TEXTABSCHNITT »

Am andern Morgen ankerte ein türkisches Dampfschiff im Hafen. Es hatte ein Bataillon Soldaten an Bord, die nach der Festung Antivari bestimmt waren.

Der Hafen von Antivari ist ein Naturhafen, aber so seicht, daß tiefer gehende Schiffe in der Mitte desselben ankern und ihre Ladung mittelst flach gehender kleiner Boote an’s Ufer bringen müssen. So ging es auch mit den Soldaten. Mehr als acht bis zehn Mann faßten die Boote nicht, und man kann sich denken, wie viel Zeit die Ausschiffung von achthundert bis tausend Mann nebst Train in Anspruch nahm. Von meinem Fenster aus konnte ich das ganze kriegerische Schauspiel leicht und bequem übersehen.

Gespeicherte Dateneinträge:
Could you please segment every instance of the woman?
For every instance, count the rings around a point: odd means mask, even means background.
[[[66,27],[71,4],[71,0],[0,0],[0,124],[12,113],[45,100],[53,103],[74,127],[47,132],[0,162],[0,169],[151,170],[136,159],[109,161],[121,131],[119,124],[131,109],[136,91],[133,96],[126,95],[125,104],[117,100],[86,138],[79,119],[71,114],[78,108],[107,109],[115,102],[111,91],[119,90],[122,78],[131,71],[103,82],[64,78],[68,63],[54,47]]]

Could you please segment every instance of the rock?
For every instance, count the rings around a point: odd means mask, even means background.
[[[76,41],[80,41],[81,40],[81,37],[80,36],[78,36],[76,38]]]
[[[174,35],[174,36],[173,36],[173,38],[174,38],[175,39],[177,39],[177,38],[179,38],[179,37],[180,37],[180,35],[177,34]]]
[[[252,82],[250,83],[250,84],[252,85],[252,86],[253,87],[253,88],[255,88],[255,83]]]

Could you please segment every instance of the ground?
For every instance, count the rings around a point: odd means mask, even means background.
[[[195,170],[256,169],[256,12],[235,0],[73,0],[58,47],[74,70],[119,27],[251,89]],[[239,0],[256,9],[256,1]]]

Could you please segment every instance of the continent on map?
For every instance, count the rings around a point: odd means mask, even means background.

AUFGABENSTELLUNG »
Übertragen Sie aus dem Textabschnitt über den Hafen von Antivari die Passage von "Am andern Morgen" bis einschließlich "und bequem übersehen." wortgetreu.

LÖSUNG »
Am andern Morgen ankerte ein türkisches Dampfschiff im Hafen. Es hatte ein Bataillon Soldaten an Bord, die nach der Festung Antivari bestimmt waren.

Der Hafen von Antivari ist ein Naturhafen, aber so seicht, daß tiefer gehende Schiffe in der Mitte desselben ankern und ihre Ladung mittelst flach gehender kleiner Boote an’s Ufer bringen müssen. So ging es auch mit den Soldaten. Mehr als acht bis zehn Mann faßten die Boote nicht, und man kann sich denken, wie viel Zeit die Ausschiffung von achthundert bis tausend Mann nebst Train in Anspruch nahm. Von meinem Fenster aus konnte ich das ganze kriegerische Schauspiel leicht und bequem übersehen.